> _Task item_:
Could you retype all of the entries below word for word?

> _Given entries_:
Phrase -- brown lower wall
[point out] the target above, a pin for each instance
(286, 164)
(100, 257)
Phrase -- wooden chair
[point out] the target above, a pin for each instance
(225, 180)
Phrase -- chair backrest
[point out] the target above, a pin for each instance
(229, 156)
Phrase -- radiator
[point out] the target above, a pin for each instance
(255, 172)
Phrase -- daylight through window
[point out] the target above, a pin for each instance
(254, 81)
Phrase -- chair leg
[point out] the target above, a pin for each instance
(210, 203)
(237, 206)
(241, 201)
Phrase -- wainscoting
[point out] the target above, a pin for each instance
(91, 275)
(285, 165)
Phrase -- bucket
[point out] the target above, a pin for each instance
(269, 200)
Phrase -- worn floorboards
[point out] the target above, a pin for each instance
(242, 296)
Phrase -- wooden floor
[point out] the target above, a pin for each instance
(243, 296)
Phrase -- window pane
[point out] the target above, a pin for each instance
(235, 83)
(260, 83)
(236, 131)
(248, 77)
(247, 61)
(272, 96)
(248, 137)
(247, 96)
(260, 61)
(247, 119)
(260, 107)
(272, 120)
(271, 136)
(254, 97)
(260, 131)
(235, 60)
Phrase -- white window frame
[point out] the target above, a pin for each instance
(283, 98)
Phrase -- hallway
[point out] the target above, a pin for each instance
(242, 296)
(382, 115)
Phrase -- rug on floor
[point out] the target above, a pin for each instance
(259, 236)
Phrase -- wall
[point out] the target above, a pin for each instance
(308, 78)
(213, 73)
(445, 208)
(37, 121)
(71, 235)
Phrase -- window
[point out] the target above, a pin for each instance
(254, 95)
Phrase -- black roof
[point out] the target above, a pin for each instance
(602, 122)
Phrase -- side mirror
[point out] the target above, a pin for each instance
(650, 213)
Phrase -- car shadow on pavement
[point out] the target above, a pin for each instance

> _Exercise output_:
Phrase -- brown lower wall
[point out] the target above, a pin for each instance
(286, 164)
(100, 257)
Phrase -- wooden chair
[point out] the target above, a pin for each instance
(225, 180)
Phrase -- chair backrest
[point out] the target above, a pin for each instance
(229, 156)
Phrase -- radiator
[point out] the target above, a pin for each instance
(255, 172)
Phrase -- daylight through window
[point out] the target above, a pin for each instance
(254, 81)
Phrase -- chair leg
[point out] the target above, a pin for each instance
(210, 203)
(237, 206)
(241, 201)
Phrase -- wainscoting
[point out] the target above, a pin for each instance
(91, 275)
(285, 165)
Phrase -- bucket
[point out] the target above, a pin for each instance
(269, 200)
Phrase -- worn floorboards
[point out] the target above, a pin for each instance
(242, 296)
Phrase -- wooden floor
[point out] the target above, a pin for each instance
(243, 296)
Phrase -- window pane
[point out] the target above, a pin for each instance
(235, 83)
(260, 83)
(236, 131)
(248, 77)
(247, 61)
(272, 96)
(248, 137)
(247, 96)
(260, 61)
(247, 119)
(260, 107)
(272, 120)
(271, 136)
(254, 97)
(260, 131)
(235, 60)
Phrase -- white window frame
[point out] the target above, a pin for each instance
(283, 98)
Phrase -- hallway
[point out] the target above, a pin for each instance
(242, 296)
(382, 115)
Phrase -- rug on floor
[point out] the target above, a pin for each instance
(259, 236)
Phrase -- wall
[point out] the target above, a pin for each instance
(308, 78)
(213, 73)
(445, 208)
(37, 121)
(71, 235)
Phrase -- window
[point out] the target above, a pin for each instance
(254, 95)
Phrase -- black roof
[point out] the target above, a pin for each instance
(602, 122)
Phrase -- side mirror
[point out] the target above, a pin for each instance
(650, 213)
Phrase -- car shadow on pavement
[point out] the target above, a pin for each instance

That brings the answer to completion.